* To do: Rewrite every entry below, substituting "mark" for each occurrence of "indicate" and keeping all other wording unchanged. Leave the pictures out.

* Data:
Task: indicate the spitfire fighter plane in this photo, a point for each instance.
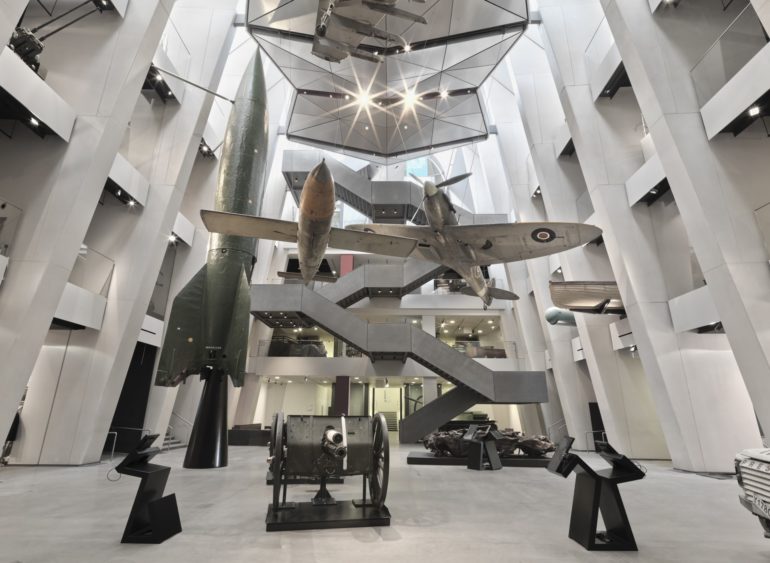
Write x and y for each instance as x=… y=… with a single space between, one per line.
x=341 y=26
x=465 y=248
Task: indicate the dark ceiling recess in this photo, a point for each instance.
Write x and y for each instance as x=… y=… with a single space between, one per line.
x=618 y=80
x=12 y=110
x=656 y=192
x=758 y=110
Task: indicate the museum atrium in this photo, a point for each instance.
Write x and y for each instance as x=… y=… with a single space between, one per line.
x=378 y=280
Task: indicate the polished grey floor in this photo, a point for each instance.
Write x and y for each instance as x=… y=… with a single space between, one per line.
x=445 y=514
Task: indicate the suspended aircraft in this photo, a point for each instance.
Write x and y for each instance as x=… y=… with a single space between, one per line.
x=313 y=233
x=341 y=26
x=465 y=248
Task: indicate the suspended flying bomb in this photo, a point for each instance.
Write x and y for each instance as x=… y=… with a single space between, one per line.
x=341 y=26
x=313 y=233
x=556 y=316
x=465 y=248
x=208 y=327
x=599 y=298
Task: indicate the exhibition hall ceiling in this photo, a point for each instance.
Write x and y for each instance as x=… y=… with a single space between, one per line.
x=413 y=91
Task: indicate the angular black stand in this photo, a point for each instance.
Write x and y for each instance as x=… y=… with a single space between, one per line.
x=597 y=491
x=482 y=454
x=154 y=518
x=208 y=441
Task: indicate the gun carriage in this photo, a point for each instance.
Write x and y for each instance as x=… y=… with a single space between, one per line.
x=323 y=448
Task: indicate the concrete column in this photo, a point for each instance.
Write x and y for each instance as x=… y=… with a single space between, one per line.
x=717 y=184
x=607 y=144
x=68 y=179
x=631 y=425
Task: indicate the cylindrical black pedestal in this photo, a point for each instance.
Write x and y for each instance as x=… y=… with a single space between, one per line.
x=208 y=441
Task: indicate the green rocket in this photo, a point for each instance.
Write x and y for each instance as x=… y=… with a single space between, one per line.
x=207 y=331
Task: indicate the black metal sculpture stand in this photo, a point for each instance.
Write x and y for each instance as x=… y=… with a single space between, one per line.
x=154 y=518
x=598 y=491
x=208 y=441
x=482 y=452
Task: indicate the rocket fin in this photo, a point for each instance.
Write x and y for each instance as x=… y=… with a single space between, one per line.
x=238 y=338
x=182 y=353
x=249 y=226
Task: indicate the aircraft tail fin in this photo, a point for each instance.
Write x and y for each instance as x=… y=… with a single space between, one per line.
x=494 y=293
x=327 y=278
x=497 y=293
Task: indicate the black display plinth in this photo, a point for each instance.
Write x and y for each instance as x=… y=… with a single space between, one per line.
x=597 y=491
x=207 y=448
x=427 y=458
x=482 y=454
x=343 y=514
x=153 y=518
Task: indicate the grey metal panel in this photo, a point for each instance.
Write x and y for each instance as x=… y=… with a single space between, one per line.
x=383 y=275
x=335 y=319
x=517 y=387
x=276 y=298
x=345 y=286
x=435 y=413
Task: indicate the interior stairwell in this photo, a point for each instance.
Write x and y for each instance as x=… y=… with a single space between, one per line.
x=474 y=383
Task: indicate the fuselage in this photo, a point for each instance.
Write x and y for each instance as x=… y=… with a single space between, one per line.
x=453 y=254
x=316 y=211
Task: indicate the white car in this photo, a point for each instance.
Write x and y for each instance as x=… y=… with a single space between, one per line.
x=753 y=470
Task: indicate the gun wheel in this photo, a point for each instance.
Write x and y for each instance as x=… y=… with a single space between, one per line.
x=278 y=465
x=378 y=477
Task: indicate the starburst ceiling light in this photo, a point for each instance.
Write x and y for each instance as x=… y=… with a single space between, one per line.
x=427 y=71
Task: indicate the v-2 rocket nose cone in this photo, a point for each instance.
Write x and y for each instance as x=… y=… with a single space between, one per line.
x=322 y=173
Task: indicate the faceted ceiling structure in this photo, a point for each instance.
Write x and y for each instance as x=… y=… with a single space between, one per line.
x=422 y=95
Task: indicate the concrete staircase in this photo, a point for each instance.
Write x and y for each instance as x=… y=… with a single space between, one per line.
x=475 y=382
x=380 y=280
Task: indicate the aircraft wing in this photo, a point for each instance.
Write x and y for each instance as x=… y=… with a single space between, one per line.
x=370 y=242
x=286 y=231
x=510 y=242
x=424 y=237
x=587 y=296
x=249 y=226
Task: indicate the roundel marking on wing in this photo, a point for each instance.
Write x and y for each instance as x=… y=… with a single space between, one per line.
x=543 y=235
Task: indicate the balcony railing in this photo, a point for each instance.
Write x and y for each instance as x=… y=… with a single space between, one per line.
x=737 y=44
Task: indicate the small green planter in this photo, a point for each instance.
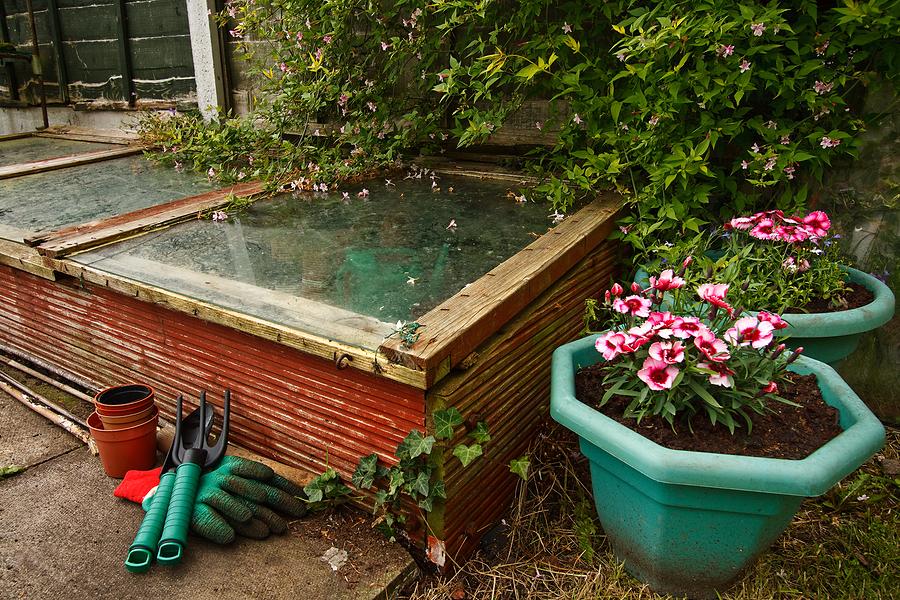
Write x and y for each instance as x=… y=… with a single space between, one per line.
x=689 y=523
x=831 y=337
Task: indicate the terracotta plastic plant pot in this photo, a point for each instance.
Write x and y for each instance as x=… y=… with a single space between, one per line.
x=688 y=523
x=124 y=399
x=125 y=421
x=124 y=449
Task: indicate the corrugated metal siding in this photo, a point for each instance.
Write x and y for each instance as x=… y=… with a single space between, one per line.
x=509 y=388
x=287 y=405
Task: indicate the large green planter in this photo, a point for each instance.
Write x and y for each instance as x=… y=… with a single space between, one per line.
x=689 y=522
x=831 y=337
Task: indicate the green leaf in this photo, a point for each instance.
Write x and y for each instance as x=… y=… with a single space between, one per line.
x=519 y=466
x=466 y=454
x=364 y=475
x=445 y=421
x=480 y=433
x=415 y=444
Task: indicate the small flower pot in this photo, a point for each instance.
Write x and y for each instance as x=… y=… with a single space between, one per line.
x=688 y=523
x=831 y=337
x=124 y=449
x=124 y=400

* Exercise response:
Task: mark the spitfire fighter plane in this photo, a point for each instance.
Write x and y for each instance as x=… y=… with a single space between, one per line.
x=341 y=26
x=465 y=248
Task: mark the dark ceiling recess in this photo, a point for each instance.
Write x and y for each instance as x=… y=… with a single space between, one per line.
x=618 y=80
x=12 y=110
x=656 y=192
x=758 y=110
Task: mark the museum atrium in this photo, a point for each instance.
Write x and y for each instance as x=… y=… with a single space between, one per line.
x=378 y=280
Task: mark the polished grey floor in this photo, a point for each instance.
Write x and y for each instance as x=… y=… with a single space between, one per line.
x=445 y=514
Task: mark the suspended aircraft in this photo, a point for each instance.
Write x and y for each instance as x=… y=… with a single space between, one per line.
x=313 y=233
x=341 y=26
x=465 y=248
Task: mark the suspended flying bomb in this photo, a point for each instance.
Write x and y for each instance as x=… y=… with a single space between, one per line.
x=341 y=26
x=313 y=233
x=556 y=316
x=465 y=248
x=208 y=327
x=599 y=298
Task: mark the exhibition hall ceiling in this photo, a point for each instance.
Write x and y for each instance as x=… y=… with a single space between, one per line.
x=413 y=91
Task: mark the angular black stand in this photo, a point for each instance.
Write x and y for each instance as x=… y=… with a single space between, one per line.
x=597 y=491
x=482 y=454
x=154 y=518
x=208 y=441
Task: mark the gun carriage in this photo, a point for each instance.
Write x and y for each instance as x=… y=… with a single space between, one per line.
x=323 y=448
Task: mark the concrete column in this photo, a point for each instance.
Write x and y for each instance as x=… y=… with a single space between, one per line.
x=717 y=184
x=607 y=144
x=68 y=179
x=631 y=425
Task: mark the cylindrical black pedestal in this photo, a point for each instance.
Write x and y for each instance as x=… y=… with a single space between, one per line.
x=208 y=441
Task: mark the green rocket in this photo, a point for each instance.
Write x and y for each instance as x=… y=… with a single space between, one per line.
x=207 y=331
Task: mark the black metal sculpture stand in this photo, a point for each instance.
Write x and y for each instance as x=… y=… with a single space between, one per line.
x=154 y=518
x=598 y=491
x=208 y=441
x=482 y=452
Task: mark the rocket fin in this photo, a point for each instance.
Write x and y for each instance as x=… y=… with a single space between, one per line.
x=238 y=338
x=182 y=353
x=249 y=226
Task: mark the aircraft tail fin in this photo, a point for each instance.
Write x and y for each instance as x=… y=… with a single space between, one per line.
x=494 y=293
x=327 y=278
x=497 y=293
Task: mark the black display plinth in this photo, a point for each instance.
Write x and y for each instance as x=… y=… with a single space between, one per line.
x=597 y=491
x=207 y=448
x=427 y=458
x=482 y=454
x=343 y=514
x=153 y=518
Task: mark the grey metal panel in this photo, a point for each instance.
Write x and y for each instance as x=… y=… with a single space between, one per line.
x=383 y=275
x=335 y=319
x=517 y=387
x=276 y=298
x=345 y=286
x=435 y=413
Task: mark the interior stairwell in this photo, a point for each instance.
Write x and y for each instance as x=… y=… with a single space between, one per line.
x=474 y=383
Task: mark the fuselage in this photo, a point for each instance.
Write x and y for each instance as x=… y=… with a single space between, one per line.
x=453 y=254
x=316 y=211
Task: mark the white car in this photo, a point for each instance.
Write x and y for each instance as x=… y=… with a single space between, one per line.
x=753 y=470
Task: mark the gun wheel in this photo, a point for each instance.
Write x and y for each instance as x=… y=… with a single space between, one per line.
x=278 y=465
x=378 y=477
Task: mark the starburst ceiling light in this photo, a point for each instance.
Write x and y for each instance as x=… y=… with a single space between, one per line.
x=427 y=71
Task: mark the v-2 rocket nose cone in this photo, a point for each instance.
Write x and y for each instance as x=… y=… with a single space between, one per line.
x=322 y=173
Task: mark the faceted ceiling structure in this photo, a point for each instance.
Write x and y for each instance as x=… y=… with a single space between, one per line.
x=422 y=95
Task: mark the concrete staircase in this photo, a point for each instance.
Write x and y for each instance as x=… y=… with a single space between, one per line.
x=475 y=382
x=380 y=280
Task: mark the aircraft wing in this photo, a point for each instance.
Write x and y for each instance as x=… y=… with a single space between, one per line.
x=370 y=242
x=286 y=231
x=510 y=242
x=424 y=237
x=587 y=296
x=249 y=226
Task: mark the roundel marking on wing in this photo, a point for each instance.
Write x and y for each instance as x=… y=… with a single space between, one per line.
x=543 y=235
Task: mark the balcony railing in this photo, a point for each instance.
Write x and y for each instance as x=… y=… with a single space between, one per line.
x=737 y=44
Task: mark the small green planter in this photo, a point for each instance.
Write x and y for each instance as x=… y=… with a single space between, one per line.
x=689 y=523
x=831 y=337
Task: mark the terracotta plastic plant pot in this photo, a point for each instance.
Write x and y for each instance as x=… y=… with a single space between, one per line.
x=688 y=523
x=124 y=399
x=125 y=421
x=124 y=449
Task: mark the corrugated metal siding in this photo, a point for each instance.
Write x and y for each instance as x=… y=… with a single space between, one per line.
x=509 y=388
x=287 y=405
Task: mark the large green planter in this photo, a point for each instance.
Write x and y for each instance as x=… y=… with a single space between, one per line.
x=689 y=522
x=831 y=337
Task: mark the green leaf in this photo, a point for each instance.
Write x and y for each instance as x=… y=… with a single space between, one per line.
x=519 y=466
x=466 y=454
x=364 y=475
x=445 y=421
x=480 y=433
x=415 y=444
Task: mark the small flower pot in this photo, a point for each instance.
Write x and y for each instance as x=… y=… with a single space between, one per line.
x=688 y=523
x=831 y=337
x=124 y=449
x=124 y=400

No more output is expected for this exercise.